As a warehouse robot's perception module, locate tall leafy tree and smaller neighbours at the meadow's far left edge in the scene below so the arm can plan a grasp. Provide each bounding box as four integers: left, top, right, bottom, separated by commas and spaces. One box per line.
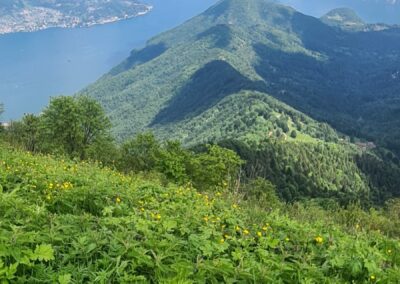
7, 97, 115, 161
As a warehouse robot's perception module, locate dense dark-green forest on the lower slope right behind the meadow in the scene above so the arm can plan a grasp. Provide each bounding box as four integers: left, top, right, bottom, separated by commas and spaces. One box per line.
219, 140, 400, 207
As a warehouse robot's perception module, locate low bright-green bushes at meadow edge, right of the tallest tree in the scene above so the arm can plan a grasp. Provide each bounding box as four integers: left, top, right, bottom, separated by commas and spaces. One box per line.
118, 133, 242, 189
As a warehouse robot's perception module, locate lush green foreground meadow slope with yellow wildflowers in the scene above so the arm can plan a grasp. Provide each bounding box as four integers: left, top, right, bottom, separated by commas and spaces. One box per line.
0, 144, 400, 284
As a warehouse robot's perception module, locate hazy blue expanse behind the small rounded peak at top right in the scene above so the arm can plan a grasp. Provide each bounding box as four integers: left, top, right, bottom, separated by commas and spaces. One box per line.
277, 0, 400, 24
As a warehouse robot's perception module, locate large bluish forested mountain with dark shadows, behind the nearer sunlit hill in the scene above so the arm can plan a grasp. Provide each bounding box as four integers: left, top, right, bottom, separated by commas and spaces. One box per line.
82, 0, 400, 153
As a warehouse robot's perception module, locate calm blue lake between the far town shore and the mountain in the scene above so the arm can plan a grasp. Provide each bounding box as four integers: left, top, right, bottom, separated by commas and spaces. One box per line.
0, 0, 217, 121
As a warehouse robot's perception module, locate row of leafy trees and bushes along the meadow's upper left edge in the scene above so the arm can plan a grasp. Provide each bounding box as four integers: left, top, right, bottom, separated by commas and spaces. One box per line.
3, 96, 243, 190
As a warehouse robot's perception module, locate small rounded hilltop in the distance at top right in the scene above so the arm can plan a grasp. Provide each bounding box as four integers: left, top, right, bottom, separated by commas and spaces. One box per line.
321, 8, 365, 30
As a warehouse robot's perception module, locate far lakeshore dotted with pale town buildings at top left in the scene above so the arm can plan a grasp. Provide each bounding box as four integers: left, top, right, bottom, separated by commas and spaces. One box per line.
0, 0, 151, 34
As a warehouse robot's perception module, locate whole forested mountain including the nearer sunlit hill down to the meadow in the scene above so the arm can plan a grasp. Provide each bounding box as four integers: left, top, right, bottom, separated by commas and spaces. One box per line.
81, 0, 400, 202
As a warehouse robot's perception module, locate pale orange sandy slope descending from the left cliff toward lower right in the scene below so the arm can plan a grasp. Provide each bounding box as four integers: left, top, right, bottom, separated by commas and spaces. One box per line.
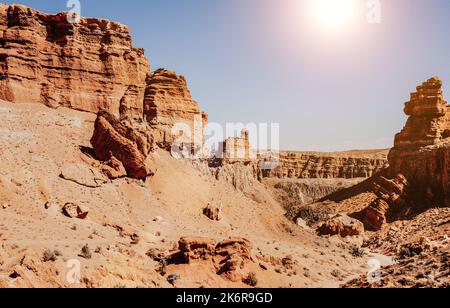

════════════════

- Problem to solve: Output nothing but the entries above, exactly, once the pictures are removed.

- Result for this task:
As a warehouse robot's perception module, locate tall leafy tree and smaller neighbours at the meadow's far left edge in the scene below so the arm can plan a grasp. Provide each bounding box as four integers: left, top, right, bottom, separated by commas and spaces. One box per line.
7, 97, 115, 161
As a warehouse robot's perception module, locate dense dark-green forest on the lower slope right behind the meadow in the scene above so the arm can plan a grasp. Provide each bounding box as four integers: left, top, right, bottom, separated by commas and spaces. One box per line.
219, 140, 400, 207
As a warehouse robot's perception module, locate low bright-green bushes at meadow edge, right of the tallest tree in the scene above so the arm can plan a grasp. Provide each bounding box as four integers: left, top, right, bottom, separated by commas and spaces. One box per line.
118, 133, 242, 189
As a warehouse robot's perception module, locate lush green foreground meadow slope with yellow wildflowers in the scene above so the arm can plan a grasp. Provide each bounding box as four integers: left, top, right, bottom, separated by commas and spaces. One box per line.
0, 144, 400, 284
As a warehouse robot's perception module, locate hazy blue expanse behind the small rounded peak at top right in the scene above so the arm can plan a grasp. Provide each bounding box as four integers: left, top, right, bottom, separated by commas and spaces. One box per line.
277, 0, 400, 24
As a warehouse robot's perception module, locate large bluish forested mountain with dark shadows, behind the nearer sunlit hill in the scene above so the arm can plan a grasp. Provide each bounding box as four integers: left, top, right, bottom, separated by commas and spaces. One box per line.
82, 0, 400, 153
As a warehouse robot's perception module, locate calm blue lake between the far town shore and the mountain in the scene above so the arm can plan a grasp. Provide each bounding box as four integers: left, top, right, bottom, separated by commas and spaces. One box per line.
0, 0, 217, 121
As a warehouse robot's perception module, locate row of leafy trees and bushes along the meadow's upper left edge in the scene above so the arm can plan a grasp. Provide each bounding box as four integers: left, top, right, bottom, separated by commas and spaces. One box per line.
3, 96, 243, 190
As a warehouse robot's perception module, locate small rounded hilltop in the distance at top right in the scene above so the arm can plan a grasp. Provide each bounding box as four integers: left, top, right, bottom, separated by commas and spaces. One box per line.
321, 8, 365, 30
As a warehouse robot's perception module, locate far lakeshore dotted with pale town buildings at top left in the scene above so the arm can plan a grasp. Provide each bounding box as four integers: left, top, right, bottom, separated by commas and spaces. One box per line.
0, 0, 151, 34
As a warehouse robot's perception module, locate whole forested mountain including the nearer sunlit hill down to the meadow in the scene above so the arm can plan a grasp. Provide each bounding box as four integers: left, top, right, bottom, separated by commas and spaces. One box per line.
81, 0, 400, 202
As a warehouse robot's perception module, locate pale orange sandy slope descending from the left cliff toward lower right in the scene below so the arm can plan a grasp. Provide each bounding box as four integers: left, top, right, bottom, separated by commas and spaces. One box per line.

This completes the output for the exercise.